Reading text
Recent reporting from various media outlets has indicated that several hundred young women and girls have gone missing from the Washington, DC, area. Sex trafficking rings and modern-day slavery are nothing new; but the social media-led reporting of an influx of young minority girls that have gone missing has caught the attention of several advocacy groups.

The Associated Press reports, “the District of Columbia logged 501 cases of missing juveniles, many of them black or Latino, in the first three months of this year, twenty-two were unsolved as of March 22, 2017.” It is unknown why social media accusations went viral, causing a wave of advocacy groups to call for action for young minorities to be found.

Facts about sex trafficking

Groups like the Free Though Project—a “hub for free thinking conversations about the promotion of liberty and government accountability”—disseminate reporting on Sex Trafficking. As the Free Thought Project pointed out on several occasions, some of these traffickers have already been caught in D.C. — and some of them have been cops.

  • Since 2007, the National Human Trafficking Hotline, has received reports of 22,191 sex trafficking cases inside the United States.
  • In 2016, the National Center for Missing and Exploited Children estimated that 1 in 6 endangered runaways reported to them were likely sex trafficking victims.

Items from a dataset
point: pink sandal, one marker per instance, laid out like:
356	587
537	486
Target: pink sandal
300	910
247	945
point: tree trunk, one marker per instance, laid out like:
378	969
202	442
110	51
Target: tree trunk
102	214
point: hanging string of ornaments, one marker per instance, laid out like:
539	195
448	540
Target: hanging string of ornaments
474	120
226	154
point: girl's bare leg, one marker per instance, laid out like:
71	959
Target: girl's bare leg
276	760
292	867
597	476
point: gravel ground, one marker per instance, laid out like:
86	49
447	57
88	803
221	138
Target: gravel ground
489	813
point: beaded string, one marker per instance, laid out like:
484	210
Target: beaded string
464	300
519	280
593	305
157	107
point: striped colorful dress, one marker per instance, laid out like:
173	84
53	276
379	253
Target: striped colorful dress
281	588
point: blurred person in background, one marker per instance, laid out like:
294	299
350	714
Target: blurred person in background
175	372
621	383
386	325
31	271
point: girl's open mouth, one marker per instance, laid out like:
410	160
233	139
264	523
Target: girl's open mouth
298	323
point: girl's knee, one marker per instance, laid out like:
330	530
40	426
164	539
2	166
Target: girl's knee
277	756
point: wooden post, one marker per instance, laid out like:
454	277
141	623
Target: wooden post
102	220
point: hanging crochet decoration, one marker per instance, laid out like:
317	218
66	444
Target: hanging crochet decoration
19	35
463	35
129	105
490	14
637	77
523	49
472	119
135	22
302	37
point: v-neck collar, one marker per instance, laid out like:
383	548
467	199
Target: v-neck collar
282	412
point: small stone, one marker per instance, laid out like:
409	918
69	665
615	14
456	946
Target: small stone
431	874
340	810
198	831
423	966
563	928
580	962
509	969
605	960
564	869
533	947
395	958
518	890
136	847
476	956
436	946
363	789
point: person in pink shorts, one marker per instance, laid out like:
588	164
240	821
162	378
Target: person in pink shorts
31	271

Work instruction A
Write out the part of the article on missing girls in Washington, DC, that opens with the words containing "Recent reporting from" and closes with "to be found.".
Work instruction B
Carry on the article on missing girls in Washington, DC, from the point where it stops.

Exercise answer A
Recent reporting from various media outlets has indicated that several hundred young women and girls have gone missing from the Washington, DC, area. Sex trafficking rings and modern-day slavery are nothing new; but the social media-led reporting of an influx of young minority girls that have gone missing has caught the attention of several advocacy groups.

The Associated Press reports, “the District of Columbia logged 501 cases of missing juveniles, many of them black or Latino, in the first three months of this year, twenty-two were unsolved as of March 22, 2017.” It is unknown why social media accusations went viral, causing a wave of advocacy groups to call for action for young minorities to be found.

Exercise answer B
  • The International Labor Organization estimates that there are 4.5 million people globally that are trapped in the sex trade/slave industry globally.

Despite recent accusations and national data, the Metropolitan Police are insisting that “the number of cases of missing children in D.C.

is actually decreasing, rather than increasing.”

Social media reports

Social media forums such as Twitter, Facebook, and even Instagram are laden with pictures and reports of missing young black and Latina teens. Statistically, minority and impoverished young women are at higher risk for abduction or perpetuation into the sex slave industry.

Officials indicated that several of the missing teens had left home voluntarily and were staying with other adults. No further information detailed the surrounding circumstances of those situations: are they with family, older boyfriends/girlfriends, or stuck in situations that they can’t get out of? Are they safe?

Facts and reality

The fact is that abductions are on the decline; this still does not change the fact that people’s children are missing and that a great deal of them are minority girls. Cell phones and the media are surely calling attention to this phenomenon since most Americans spend a great deal on their devices.

Some reporting agencies have taken to data, rather than social media posts to analyze this situation.

2014 reporting indicated that, “462 of the 708 teens were reported missing, 95% of them have returned home, 37% have not been located—and ALL 37% are Black or Latina.”

Officials are not ruling out the fact that there are in fact missing teens, they are just reiterating that there are not massive numbers or random large increases in cases. Sex trafficking is a major global issue that requires more than the just the attention of our social media accounts.